— The exercise —
Copy every line of the material below, requests included, and add -12 to each x and y coordinate in the answers but not to the numbers in the requests or their format samples. Leave the pictures out of your answer.

— Listing —
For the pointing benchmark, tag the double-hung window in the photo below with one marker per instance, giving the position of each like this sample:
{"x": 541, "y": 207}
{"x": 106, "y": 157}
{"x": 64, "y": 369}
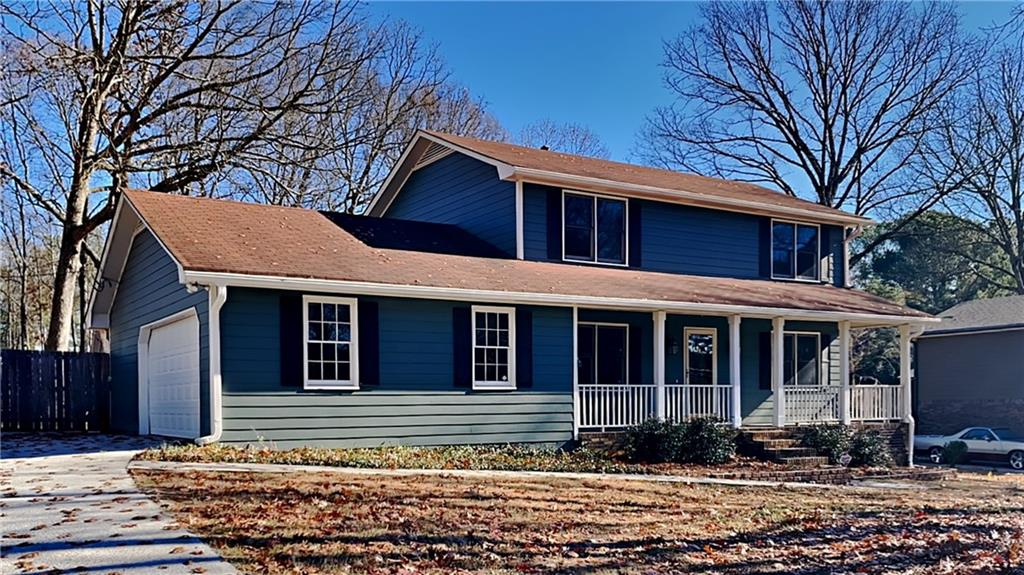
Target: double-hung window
{"x": 802, "y": 359}
{"x": 330, "y": 354}
{"x": 494, "y": 348}
{"x": 795, "y": 251}
{"x": 594, "y": 228}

— Response for this exercise —
For the pointing benchmark, tag the double-hung window in the photo below with one marker per instance, giving the position of each like this sample:
{"x": 541, "y": 207}
{"x": 106, "y": 157}
{"x": 64, "y": 369}
Target: double-hung window
{"x": 790, "y": 347}
{"x": 318, "y": 342}
{"x": 482, "y": 336}
{"x": 783, "y": 239}
{"x": 582, "y": 216}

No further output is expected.